**WHAT IS EXPECTED**: Copy each line below in which the string "above" occurs.

**RECORDS SUPPLIED**:
────────────────
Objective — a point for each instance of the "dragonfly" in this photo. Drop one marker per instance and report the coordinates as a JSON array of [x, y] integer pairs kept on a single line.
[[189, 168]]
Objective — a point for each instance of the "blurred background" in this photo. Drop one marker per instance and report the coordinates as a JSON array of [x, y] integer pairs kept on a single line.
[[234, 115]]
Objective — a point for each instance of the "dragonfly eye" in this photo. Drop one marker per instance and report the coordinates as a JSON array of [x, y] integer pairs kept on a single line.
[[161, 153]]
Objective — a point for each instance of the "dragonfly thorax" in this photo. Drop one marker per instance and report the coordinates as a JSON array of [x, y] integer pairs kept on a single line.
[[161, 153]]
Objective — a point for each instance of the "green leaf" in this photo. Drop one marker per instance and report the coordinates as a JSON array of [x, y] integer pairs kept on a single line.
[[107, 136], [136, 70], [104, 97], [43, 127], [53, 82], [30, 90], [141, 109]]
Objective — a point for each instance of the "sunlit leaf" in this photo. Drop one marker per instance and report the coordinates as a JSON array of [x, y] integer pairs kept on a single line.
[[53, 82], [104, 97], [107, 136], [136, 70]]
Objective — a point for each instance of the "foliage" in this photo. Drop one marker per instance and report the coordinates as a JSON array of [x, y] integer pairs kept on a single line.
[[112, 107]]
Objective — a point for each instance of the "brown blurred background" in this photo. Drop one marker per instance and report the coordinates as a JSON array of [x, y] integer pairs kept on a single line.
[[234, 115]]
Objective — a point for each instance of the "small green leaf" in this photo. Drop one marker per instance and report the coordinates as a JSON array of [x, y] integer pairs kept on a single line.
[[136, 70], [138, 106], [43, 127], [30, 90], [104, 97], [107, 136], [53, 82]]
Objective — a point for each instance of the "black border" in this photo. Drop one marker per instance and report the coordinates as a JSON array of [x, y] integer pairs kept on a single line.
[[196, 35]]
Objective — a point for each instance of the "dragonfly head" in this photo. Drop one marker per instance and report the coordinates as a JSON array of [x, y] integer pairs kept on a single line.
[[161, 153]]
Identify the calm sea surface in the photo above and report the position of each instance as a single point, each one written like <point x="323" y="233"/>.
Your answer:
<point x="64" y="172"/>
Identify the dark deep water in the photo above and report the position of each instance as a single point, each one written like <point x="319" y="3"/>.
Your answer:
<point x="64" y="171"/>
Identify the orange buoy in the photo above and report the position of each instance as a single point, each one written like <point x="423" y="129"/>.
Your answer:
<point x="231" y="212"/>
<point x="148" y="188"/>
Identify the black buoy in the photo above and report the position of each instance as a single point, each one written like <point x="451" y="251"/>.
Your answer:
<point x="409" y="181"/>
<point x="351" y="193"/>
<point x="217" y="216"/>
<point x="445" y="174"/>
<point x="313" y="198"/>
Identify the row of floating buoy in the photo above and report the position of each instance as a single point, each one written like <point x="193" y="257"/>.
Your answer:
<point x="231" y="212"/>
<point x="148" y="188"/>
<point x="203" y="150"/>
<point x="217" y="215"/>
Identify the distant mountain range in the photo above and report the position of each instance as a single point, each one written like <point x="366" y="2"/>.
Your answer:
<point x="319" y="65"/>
────────────────
**YOUR RESPONSE**:
Identify the calm sea surface in the photo above and report the position of each instance as a single point, each one written like <point x="323" y="233"/>.
Identify the dark deep water in the photo above and report the position of each instance as a single point, each one written like <point x="319" y="3"/>.
Identify the orange buoy in the photo above and report the position of each instance as a single point, each one written like <point x="423" y="129"/>.
Identify the black buoy in the photo above and report the position of each instance as a single point, each one written like <point x="451" y="251"/>.
Identify the row of floating buoy in the photo above and report the position of each instance as a single point, each one written like <point x="193" y="257"/>.
Identify the distant mountain range in the photo above and report the position of each instance as a single point, each one written like <point x="366" y="2"/>.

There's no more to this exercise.